Problem:
Reproduce every line of the listing from the line containing "Target: parked white car" through the end of the listing, both ends included. Scale each coordinate in the answers by 1.55 and round to whole numbers, with halves rounded up.

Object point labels
[Begin]
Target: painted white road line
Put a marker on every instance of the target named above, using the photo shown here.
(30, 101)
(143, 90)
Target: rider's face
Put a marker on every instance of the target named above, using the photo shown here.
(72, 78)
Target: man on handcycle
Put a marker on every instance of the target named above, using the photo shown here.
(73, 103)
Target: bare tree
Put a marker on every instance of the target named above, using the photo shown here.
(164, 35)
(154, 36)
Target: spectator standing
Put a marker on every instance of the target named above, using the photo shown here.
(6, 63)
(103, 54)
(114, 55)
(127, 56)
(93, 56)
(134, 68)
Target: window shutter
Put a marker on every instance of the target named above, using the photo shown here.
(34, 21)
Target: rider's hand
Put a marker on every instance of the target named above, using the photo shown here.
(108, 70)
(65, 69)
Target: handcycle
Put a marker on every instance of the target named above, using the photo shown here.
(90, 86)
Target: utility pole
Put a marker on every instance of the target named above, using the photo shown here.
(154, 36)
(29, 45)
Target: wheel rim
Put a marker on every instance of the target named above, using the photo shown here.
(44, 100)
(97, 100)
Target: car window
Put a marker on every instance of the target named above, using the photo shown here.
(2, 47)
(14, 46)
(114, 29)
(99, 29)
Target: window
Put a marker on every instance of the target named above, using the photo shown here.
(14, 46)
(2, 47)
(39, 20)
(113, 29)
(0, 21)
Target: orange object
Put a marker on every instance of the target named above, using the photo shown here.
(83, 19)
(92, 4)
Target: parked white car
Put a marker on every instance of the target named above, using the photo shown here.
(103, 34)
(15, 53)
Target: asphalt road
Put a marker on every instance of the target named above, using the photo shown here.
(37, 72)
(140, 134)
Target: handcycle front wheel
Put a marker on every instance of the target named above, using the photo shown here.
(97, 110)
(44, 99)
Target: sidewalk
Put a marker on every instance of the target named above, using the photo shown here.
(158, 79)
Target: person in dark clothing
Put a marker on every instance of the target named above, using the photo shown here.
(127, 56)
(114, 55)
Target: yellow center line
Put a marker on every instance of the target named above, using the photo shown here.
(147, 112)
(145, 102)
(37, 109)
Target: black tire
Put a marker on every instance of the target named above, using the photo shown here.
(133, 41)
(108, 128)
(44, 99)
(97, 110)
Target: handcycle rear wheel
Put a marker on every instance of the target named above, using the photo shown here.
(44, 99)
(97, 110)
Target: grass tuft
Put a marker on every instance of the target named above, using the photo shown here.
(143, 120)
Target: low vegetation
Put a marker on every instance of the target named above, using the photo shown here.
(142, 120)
[End]
Answer to this task:
Target: parked white car
Put a marker on every instance of the target named above, using the photo shown here.
(160, 53)
(23, 82)
Target: asphalt road
Put a marker on every instance of the target named above, using the photo shown here.
(57, 112)
(217, 208)
Target: handcycle front wheel
Put a marker on every instance of the target named above, using the photo shown here.
(150, 171)
(68, 153)
Target: sidewalk
Put a marker on every instance of the target named above, using the photo shown here.
(245, 122)
Target: person in dark clothing
Put a marker on every instance of the target named above, using the photo shown here.
(197, 87)
(177, 85)
Target: yellow center line
Put a marker on every instance of the target named above, using the photo shown here.
(228, 174)
(225, 158)
(57, 169)
Target: black tire
Put a marker on every instance of the target named above, using the photo shown here.
(206, 64)
(167, 198)
(68, 153)
(150, 171)
Target: handcycle rear wheel
Put a marker on every instance of the target named above, using the photo shown here.
(68, 153)
(150, 171)
Target: grass tuft
Put a marker on every instance of the target named above, using the photo shown here.
(222, 186)
Target: low vegetation
Put a marker on every instance of the target named above, using the photo shown here.
(220, 186)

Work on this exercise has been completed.